EXERCISE INSTRUCTIONS | Could you rewrite the entries below with "each one" replaced by "every one" and everything else left as it is? Leave the pictures out of your version.

----------

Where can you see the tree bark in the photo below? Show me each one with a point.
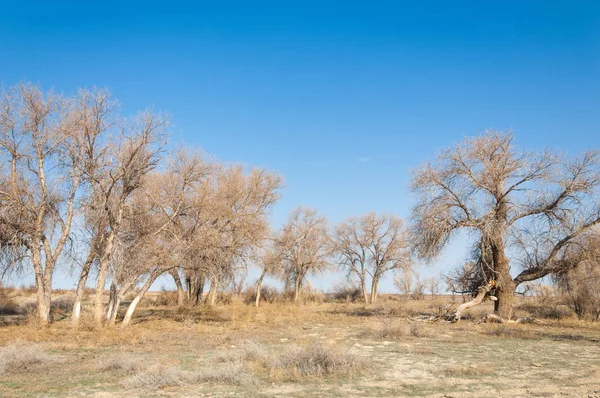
(43, 279)
(297, 291)
(374, 284)
(83, 276)
(483, 290)
(136, 300)
(179, 285)
(259, 286)
(212, 293)
(505, 287)
(363, 288)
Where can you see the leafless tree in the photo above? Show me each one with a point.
(40, 146)
(117, 171)
(270, 265)
(230, 225)
(302, 248)
(580, 280)
(151, 242)
(370, 246)
(537, 202)
(433, 285)
(403, 280)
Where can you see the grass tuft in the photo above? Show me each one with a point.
(19, 357)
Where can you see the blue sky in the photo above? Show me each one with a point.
(342, 98)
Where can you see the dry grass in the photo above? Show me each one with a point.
(392, 330)
(316, 360)
(283, 349)
(125, 363)
(311, 360)
(468, 371)
(159, 376)
(20, 357)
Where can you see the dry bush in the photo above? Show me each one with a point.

----------

TASK RESPONSE |
Where can you see the tree bark in the photo below? Show me every one with a point.
(43, 279)
(297, 291)
(374, 284)
(83, 276)
(483, 290)
(136, 300)
(179, 285)
(259, 286)
(212, 293)
(505, 287)
(363, 288)
Where can you see the leafless tree in the photo above? Show me every one with a point.
(40, 146)
(117, 171)
(270, 265)
(230, 225)
(302, 248)
(580, 280)
(151, 242)
(370, 246)
(537, 202)
(433, 285)
(403, 280)
Where can you see the grass tuft in the photo above? Show me every one with a point.
(19, 357)
Where can you see the blue sky in the photo above? Show me every one with a point.
(342, 98)
Where can you see the dry grass in the photo above? Show me every one with a point.
(392, 330)
(316, 360)
(283, 349)
(125, 363)
(311, 360)
(468, 371)
(159, 376)
(20, 357)
Where can you see the dry bush in the photo above? Show me every one with a point.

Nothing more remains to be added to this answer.